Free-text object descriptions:

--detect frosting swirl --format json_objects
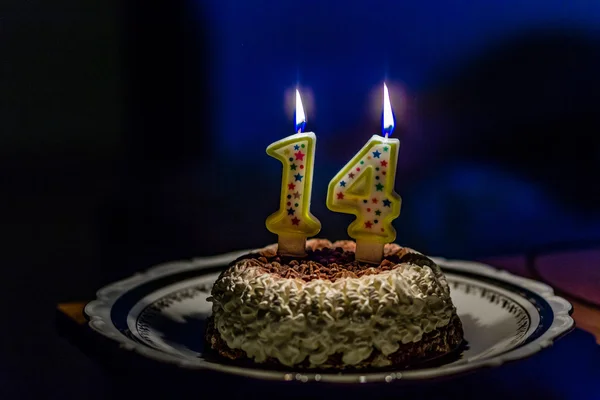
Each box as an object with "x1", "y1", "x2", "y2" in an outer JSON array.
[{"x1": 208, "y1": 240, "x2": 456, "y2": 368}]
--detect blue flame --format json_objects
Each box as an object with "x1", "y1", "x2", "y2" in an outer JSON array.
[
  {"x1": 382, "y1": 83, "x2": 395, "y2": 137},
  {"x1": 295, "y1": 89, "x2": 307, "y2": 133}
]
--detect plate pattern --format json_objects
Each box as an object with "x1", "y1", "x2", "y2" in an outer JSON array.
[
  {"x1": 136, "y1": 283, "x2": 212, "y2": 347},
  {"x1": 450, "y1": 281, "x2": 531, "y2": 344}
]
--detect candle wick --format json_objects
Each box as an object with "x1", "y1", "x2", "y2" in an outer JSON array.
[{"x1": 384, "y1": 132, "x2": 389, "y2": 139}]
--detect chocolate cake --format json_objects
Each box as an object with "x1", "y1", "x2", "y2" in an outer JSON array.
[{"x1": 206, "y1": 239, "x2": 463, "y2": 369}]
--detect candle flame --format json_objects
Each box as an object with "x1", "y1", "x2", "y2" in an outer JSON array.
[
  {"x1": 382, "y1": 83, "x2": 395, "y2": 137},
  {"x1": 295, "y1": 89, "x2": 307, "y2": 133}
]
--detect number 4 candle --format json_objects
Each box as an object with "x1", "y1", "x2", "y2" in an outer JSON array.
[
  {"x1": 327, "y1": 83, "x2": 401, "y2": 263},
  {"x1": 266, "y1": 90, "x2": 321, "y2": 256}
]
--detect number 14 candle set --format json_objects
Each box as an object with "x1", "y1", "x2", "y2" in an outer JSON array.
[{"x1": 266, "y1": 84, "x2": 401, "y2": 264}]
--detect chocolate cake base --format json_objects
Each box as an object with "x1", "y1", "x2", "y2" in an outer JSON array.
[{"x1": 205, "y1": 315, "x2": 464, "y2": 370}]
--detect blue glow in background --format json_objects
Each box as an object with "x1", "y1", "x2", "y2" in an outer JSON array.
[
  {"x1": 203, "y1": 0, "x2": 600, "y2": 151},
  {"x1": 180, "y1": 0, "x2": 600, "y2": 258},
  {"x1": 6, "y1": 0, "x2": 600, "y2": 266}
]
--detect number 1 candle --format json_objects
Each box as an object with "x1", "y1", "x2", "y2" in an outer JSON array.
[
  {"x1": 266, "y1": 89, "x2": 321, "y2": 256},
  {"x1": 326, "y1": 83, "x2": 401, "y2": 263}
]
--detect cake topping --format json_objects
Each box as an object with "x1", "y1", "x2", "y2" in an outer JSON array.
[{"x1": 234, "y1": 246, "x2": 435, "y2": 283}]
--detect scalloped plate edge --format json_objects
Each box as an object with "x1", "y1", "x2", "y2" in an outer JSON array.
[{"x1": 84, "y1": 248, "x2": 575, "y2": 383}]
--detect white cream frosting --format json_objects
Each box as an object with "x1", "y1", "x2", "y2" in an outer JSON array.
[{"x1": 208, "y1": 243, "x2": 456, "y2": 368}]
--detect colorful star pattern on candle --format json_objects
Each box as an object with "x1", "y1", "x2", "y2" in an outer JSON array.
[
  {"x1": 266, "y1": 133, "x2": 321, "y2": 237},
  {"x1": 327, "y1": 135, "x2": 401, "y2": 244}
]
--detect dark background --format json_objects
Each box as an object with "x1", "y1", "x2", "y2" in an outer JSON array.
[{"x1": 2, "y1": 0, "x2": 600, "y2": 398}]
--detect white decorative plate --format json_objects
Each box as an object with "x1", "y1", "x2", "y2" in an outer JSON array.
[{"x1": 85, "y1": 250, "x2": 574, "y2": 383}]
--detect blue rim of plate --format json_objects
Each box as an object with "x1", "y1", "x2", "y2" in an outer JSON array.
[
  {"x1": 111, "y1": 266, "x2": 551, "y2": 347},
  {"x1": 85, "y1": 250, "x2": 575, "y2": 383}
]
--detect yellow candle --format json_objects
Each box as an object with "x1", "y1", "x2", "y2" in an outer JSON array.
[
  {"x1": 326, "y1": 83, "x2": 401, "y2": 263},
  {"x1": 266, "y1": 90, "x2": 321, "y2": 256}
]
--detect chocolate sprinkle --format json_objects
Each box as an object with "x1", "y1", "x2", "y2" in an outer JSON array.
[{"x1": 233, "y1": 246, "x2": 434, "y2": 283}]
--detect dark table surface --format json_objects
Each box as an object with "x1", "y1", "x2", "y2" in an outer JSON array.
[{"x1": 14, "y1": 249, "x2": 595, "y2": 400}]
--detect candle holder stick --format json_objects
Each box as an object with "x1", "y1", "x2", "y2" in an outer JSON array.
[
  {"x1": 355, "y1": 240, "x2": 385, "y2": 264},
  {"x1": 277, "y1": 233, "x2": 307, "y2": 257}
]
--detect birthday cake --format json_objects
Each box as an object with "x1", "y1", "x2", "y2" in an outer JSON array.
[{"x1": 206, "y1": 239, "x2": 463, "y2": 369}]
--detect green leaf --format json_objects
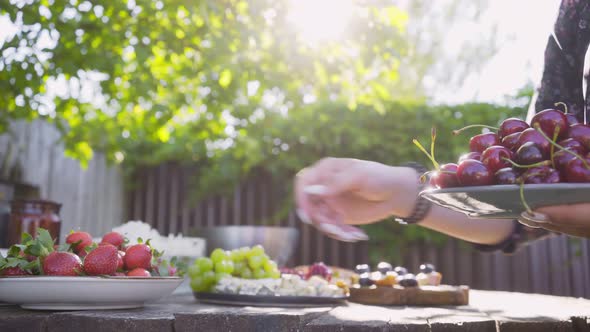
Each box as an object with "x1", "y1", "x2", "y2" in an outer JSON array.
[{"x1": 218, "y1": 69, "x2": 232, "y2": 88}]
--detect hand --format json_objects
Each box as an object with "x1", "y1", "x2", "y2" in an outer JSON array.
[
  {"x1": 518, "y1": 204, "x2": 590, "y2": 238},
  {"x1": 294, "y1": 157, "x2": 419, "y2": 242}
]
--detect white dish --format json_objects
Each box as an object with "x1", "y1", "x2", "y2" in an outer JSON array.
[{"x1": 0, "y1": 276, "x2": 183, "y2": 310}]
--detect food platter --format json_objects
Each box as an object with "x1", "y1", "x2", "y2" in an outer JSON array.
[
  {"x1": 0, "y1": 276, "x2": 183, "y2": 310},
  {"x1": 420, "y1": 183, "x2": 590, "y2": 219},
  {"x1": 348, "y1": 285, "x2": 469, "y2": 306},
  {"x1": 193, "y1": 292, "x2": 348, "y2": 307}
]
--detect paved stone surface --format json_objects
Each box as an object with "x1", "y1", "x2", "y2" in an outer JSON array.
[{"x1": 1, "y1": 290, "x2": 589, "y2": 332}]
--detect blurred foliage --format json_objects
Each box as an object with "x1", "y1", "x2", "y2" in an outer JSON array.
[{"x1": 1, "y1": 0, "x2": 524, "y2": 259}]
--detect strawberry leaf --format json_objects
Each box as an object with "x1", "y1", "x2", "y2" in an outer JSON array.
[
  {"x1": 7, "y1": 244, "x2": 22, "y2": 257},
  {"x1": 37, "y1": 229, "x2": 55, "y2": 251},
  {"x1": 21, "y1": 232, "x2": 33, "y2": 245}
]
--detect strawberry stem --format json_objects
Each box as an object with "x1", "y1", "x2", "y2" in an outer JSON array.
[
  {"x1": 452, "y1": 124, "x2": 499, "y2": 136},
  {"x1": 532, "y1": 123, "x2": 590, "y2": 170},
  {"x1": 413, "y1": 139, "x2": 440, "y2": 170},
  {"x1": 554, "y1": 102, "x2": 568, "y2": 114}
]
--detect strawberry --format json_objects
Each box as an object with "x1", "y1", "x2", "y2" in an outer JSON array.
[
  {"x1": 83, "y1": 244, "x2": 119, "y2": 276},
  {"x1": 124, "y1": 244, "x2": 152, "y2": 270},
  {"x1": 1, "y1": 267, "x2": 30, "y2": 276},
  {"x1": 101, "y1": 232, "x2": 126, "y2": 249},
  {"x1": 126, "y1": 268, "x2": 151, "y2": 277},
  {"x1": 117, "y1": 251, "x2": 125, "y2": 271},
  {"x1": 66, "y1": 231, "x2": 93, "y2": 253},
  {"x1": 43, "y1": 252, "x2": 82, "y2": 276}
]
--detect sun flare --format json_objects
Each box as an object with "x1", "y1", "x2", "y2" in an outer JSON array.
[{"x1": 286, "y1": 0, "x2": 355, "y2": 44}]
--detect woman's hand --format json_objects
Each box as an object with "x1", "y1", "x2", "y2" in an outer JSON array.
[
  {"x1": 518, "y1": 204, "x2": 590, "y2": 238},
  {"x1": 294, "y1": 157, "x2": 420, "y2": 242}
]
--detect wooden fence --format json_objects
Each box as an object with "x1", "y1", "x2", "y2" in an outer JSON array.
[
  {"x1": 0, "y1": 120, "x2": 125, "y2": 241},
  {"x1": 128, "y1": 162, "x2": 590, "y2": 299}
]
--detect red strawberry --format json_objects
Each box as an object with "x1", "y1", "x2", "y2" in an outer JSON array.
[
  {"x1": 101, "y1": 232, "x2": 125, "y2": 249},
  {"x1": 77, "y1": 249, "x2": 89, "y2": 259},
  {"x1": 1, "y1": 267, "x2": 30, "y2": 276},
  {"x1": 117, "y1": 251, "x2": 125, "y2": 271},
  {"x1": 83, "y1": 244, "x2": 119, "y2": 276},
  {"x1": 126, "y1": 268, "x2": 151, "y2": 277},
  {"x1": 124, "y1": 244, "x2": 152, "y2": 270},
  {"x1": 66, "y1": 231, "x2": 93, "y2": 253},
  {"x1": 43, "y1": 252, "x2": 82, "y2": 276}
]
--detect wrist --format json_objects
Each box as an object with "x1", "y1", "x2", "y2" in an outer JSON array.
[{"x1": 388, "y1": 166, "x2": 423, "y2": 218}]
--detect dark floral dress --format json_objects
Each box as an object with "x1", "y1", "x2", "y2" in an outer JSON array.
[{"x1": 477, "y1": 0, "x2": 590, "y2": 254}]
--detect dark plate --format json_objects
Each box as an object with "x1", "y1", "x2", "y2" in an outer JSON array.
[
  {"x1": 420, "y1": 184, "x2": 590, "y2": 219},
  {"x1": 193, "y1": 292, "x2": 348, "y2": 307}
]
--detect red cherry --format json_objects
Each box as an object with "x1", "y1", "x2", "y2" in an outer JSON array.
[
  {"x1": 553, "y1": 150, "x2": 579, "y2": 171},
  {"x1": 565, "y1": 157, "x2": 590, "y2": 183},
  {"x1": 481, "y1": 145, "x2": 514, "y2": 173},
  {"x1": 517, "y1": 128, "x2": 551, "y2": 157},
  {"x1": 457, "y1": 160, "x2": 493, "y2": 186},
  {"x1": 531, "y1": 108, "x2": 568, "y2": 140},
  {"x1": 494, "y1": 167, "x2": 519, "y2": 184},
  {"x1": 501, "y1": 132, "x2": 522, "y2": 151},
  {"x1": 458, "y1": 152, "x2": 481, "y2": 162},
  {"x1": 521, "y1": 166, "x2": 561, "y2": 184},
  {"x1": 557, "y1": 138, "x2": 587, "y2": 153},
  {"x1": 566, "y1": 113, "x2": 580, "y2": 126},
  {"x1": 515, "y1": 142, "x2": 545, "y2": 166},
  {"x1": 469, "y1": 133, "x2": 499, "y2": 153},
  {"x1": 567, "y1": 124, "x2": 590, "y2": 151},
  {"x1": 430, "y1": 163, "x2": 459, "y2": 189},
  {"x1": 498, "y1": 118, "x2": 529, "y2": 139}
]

:: Exercise ::
Take every line from the records that holds "strawberry" and copy it down.

:: Reply to the task ::
--detect strawberry leaf --format json_objects
--detect strawberry stem --format json_objects
--detect strawberry --format json_objects
--detect red strawberry --format json_objects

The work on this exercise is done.